TASKS FOR THIS EXERCISE »
1: Translate this sentence from the forum thread about the shaper into Spanish: "Unless operating at top speed, it doesn't appear to really rock around at all."
2: In the forum thread about the shaper, write out everything from "## wildo (Mar 25, 2017)" down to "make that base!", swapping "height gage" for "tool post".
3: Answer these questions from the forum thread about the shaper:
(a) What size of Southbend shaper does the first poster say they have?
(b) On what cart does wildo expect the shaper to sit without problems?
(c) How long were the pieces of steel flat stock wildo needed to work on?

READING PASSAGE »
____

I like your shop . I have a 7" Southbend Shaper 
Just like yours .
     I just got mine bolted to the floor good and leveled 
I  recommend you bolt it and sucure it good to the floor . I don't see any thing missing on your clapper 
Box but the tool holders . And you can get them 
Easy enough .
     I have been tying to figure out how to post pictures . But have not figured it out yet


----------



## payner47 (Mar 25, 2017)

I agree with everyone else, nice score.
Keep us posted on your rebuild.


----------



## wildo (Mar 25, 2017)

Thanks everyone! I really am pumped about this thing. I saw MrPete222 is going to be releasing a video series on making a height gage. The shaper sure would be a nice way to make that base!


----------



## Downunder Bob (Mar 26, 2017)

wildo said:


> I've been watching for one of these to pop up for ages now. Really pumped to have found a South Bend 7" Shaper to add to my machine collection and shop. Everything seems to slide nicely, though it needs a good cleanup. I plan a full restoration anyway, as I have no immediate need to use it. It currently has a 3 Ph motor installed, which I'll remove in favor of a single phase unit I have laying around. This thing won't see enough action to warrant purchasing a VFD, and I think they came with a 1/2 HP 120V motor from the factory anyway. No vice was included, and I think the clapper box is missing a part or two. Otherwise, as far as I can tell, it's all intact. Woohoo! New project!
> 
> 
> 
> ...


What a great and lucky find a beautiful little shaper. If only, ah, but I don't have the room, and a mill would be higher on the I wish list and I don't have room for that either. But if I did have it, I would keep the stand, it would look naked without that lovely stand.

It also occurs to me that there ar quite a lot of reciprocating forces going on when a shaper is running, so I would be wary of putting it on wheels.


----------



## wildo (Mar 26, 2017)

You guys... you guys....  sure, I'll put the stand in the already crowded garage somewhere, but seriously? I posted a picture of my shop.  Where, pray tell, do you suggest I put that giant stand in my tiny shop?? There's a big difference between desire versus reality! Here in the real world, if I want that shaper in my shop, it won't be able to be on that stand.

Now granted I don't have any actual experience of running the machine in real life, but I have watched a boatload of YouTube videos, and I don't think the 7" shaper is going to give me any problems on the harbor freight scissor cart. Unless operating at top speed, it doesn't appear to really rock around at all.  If I find that movement is a problem, I can always brace  it against my mill or benches.

 Maybe I'm just being naïve, but I don't think it's going to be a problem.


----------



## wildo (Apr 4, 2017)

Ok, I admit it; you guys might have won this battle. Due to a space issue, I recently needed to move the shop press out into the garage in order to work on some 11' long pieces of steel flat stock. Today I was getting ready to move the shop press back into the machine shop and I started to wonder... Never a good thing.

____

RECORD LIST »
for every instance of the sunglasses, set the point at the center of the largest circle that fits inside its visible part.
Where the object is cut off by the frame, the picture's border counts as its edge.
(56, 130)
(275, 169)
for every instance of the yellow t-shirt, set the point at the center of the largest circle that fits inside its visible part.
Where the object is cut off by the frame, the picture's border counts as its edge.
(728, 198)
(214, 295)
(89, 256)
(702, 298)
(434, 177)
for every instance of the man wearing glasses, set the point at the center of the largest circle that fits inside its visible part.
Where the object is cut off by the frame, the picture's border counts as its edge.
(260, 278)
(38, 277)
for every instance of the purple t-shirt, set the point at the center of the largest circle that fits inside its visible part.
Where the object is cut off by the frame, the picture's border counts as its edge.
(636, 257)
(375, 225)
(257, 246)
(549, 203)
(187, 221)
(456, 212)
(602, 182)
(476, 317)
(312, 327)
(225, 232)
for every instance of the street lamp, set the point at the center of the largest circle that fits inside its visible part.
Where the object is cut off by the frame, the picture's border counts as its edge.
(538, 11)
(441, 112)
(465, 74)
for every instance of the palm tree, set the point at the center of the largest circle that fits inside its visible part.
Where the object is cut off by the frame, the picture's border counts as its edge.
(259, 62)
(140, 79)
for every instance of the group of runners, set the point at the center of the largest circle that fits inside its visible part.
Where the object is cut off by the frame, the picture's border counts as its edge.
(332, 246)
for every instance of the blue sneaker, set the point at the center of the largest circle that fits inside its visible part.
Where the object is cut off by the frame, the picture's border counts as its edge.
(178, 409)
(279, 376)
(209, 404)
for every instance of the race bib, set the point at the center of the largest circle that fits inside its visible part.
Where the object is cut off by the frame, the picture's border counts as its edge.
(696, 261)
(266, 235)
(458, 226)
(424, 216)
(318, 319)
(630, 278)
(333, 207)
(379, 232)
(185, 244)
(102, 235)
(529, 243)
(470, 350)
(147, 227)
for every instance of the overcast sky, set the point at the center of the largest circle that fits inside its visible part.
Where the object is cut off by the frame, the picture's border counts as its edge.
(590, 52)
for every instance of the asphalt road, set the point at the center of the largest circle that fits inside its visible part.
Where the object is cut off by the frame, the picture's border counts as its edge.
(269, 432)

____

OUTPUTS BY TASK »
1: A menos que funcione a máxima velocidad, no parece balancearse en absoluto.

2:
## wildo (Mar 25, 2017)

Thanks everyone! I really am pumped about this thing. I saw MrPete222 is going to be releasing a video series on making a tool post. The shaper sure would be a nice way to make that base!

3:
(a) A 7" Southbend shaper.
(b) The harbor freight scissor cart.
(c) 11' long.